▶ **ACTION ITEM A**
Decide whether each statement below agrees with the piece on Dr Karl. For each, answer yes or no and quote the words from the piece that settle it. (i) Dr Karl still hosts a weekly show on Triple J at the age of 76. (ii) His latest book, A Periodic Tale, is a work of fiction. (iii) He was once a senate candidate, in 2007.
▶ **ACTION ITEM B**
According to Dr Karl in the piece on Dr Karl, what percentage of the time would Elle Macpherson's type of breast cancer not spread?
▶ **ACTION ITEM C**
Write the next part of the piece on Dr Karl, picking up after its final line.

==== EXTRACT PROVIDED

Newsmakers with Dr Karl

The iconic Aussie on the complex relationship between science and the media...

Dr Karl Kruszelnicki is - for many - an iconic Aussie personality.

I mentioned last week that when the request came through to us, the Squiz team got very excited about the prospect of Dr Karl on the show.

Why? Well, many of them are in their late 20s, and they grew up listening to his science show on Triple J. So he’s famous. But heaps of people are famous and don’t evoke this kind of enthusiasm. So I probed, really, why?

Three things:

  1. He gives the sense that no question is a stupid question

  2. “He’s the scientist of our generation” - that’s a direct quote

  3. There’s a real fascination with how much he knows about stuff, science stuff… 

So there’s that. And then there are those who know him from other ABC work, his many books, his many, many TV appearances, and his brief political stint as a senate candidate in 2007.  My 4yo knows him from Playschool and his ‘funny shirts’.

His latest book, A Periodic Tale, is his personal memoir.  It covers his family background - he’s the son of migrant parents who were both Holocaust survivors. He became a physicist, a taxi driving hippie, and a children's doctor and eventually landed in TV and became a star. He’s a father and, at 76, still has a weekly show on Triple J’s Science with Dr Karl, which is also available as a podcast. 

Scroll down for the edited transcript of our chat. You can also listen to the episode here or click the image below to watch on YouTube.

My advice is to take a deep breath - this man can achieve a lot in a small space of time, and this interview demonstrates exactly why. 

Your friend in news

Kate Watson

Dr Karl Kruszelnicki on Elle Macpherson and not trusting the headlines…

Dr Karl Kruszelnicki: In the case of Elle Macpherson, from my reading, she had a certain type of breast cancer that 95% of the time would not spread. And if you go in there and you remove that cancer, it's not done by a friendly naturopath, it's done by people with lots of training over many years. So, you remove this lump, and 95% of the time, you fix it. But just to cover that other 5%, you say, I don't know what the treatment is, is it chemo, is it radio, is it drugs ending in AB, I don't know, but then they give the option to cover that other 5%, So, Elle Macpherson took the surgery, conventional Western medicine, and had it done by trained people and removed the lump. Then she voluntarily went to the lottery, where she had a 95% chance of winning. You think they're pretty good. Dr. Kate, in a month, would you have 20 cups of coffee?

Kate Watson: Probably. 

KK: But then imagine that it was guaranteed one of them has a poison that will kill you. Would you continue to go through 20 cups of coffee a month? 

KW: No…

KK: Right. But she did. And she was lucky. And I'm really glad that she did not suffer a bad outcome. But she went into the lottery and she won. And the odds are 20 to one in her favour, they're good odds. But when it comes to somebody dying, you'll say… “Oh Michael, we did think that the odds were mostly in your favour, so we didn't decide to go all away. We're sorry you're dying”… You can't do that with people dying. And so the way it's reported that she ignored Western medicine and she's cured of cancer…Not quite. No.

========
==== AVAILABLE DATA

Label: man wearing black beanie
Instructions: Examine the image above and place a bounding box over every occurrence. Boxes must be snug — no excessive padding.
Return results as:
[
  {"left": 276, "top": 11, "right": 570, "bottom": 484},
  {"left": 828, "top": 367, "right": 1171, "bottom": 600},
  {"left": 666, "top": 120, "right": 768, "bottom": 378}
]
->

========

▶ **RESPONSE AREA A**
(i) Yes: "at 76, still has a weekly show on Triple J’s Science with Dr Karl"
(ii) No: "His latest book, A Periodic Tale, is his personal memoir."
(iii) Yes: "his brief political stint as a senate candidate in 2007"

▶ **RESPONSE AREA B**
95% of the time.

▶ **RESPONSE AREA C**
KW: Interesting. It's the lottery of life… I guess just coming back to the point, then who do you trust, and what do you listen to?

KK: ABC media is good. BBC media is still good. NPR is good in America. Canadian government radio is good… But things do change. There is a falsehood put out in the press that scientists are these people who know everything. When they meet a scientist, they say, “What are you researching? And what do you know?”… But it’s what you don't know, and it’s infinite. Two things about science. Number one, it's not a bunch of facts - that's an encyclopedia. Secondly, it's a way to not get fooled. It's not the best way, but we haven't got a better one. With COVID, there was a 1% death rate, and the odds were that 80 million would die. In fact, only about 25 million died because we had the vaccine so quickly. So that was 65, 55 million people who didn't die because of the vaccines that we got on to so quickly. So I think that's a good thing. 

KW: What would you say is the most overlooked news story at the moment? Something we should be talking about more that we're not.

KK: It's not so much a news story, but it's four messages of good hope. One, we can stop and reverse both rising CO2 and climate change with today's technologies, using only half of the money that we give to fossil fuel companies. Number 2, we are living in the most peaceful time ever in the history of the human race… We think that the Second World War was the most bloodthirsty war on a percentage basis, killing more people percentage-wise than any other war in history. But if you go back to 755 AD, a general in China had a revolution against the emperor and killed one in every three people in China. China was half the world's population. He killed one in every six humans alive in the year 755. It is a peaceful time, even though it doesn't appear that way. The third message of hope is that the kids are smarter than their parents by 9 IQ points every generation, so they can fix the future. And the last one is that we're coming up with vaccines that can fix all future versions of COVID.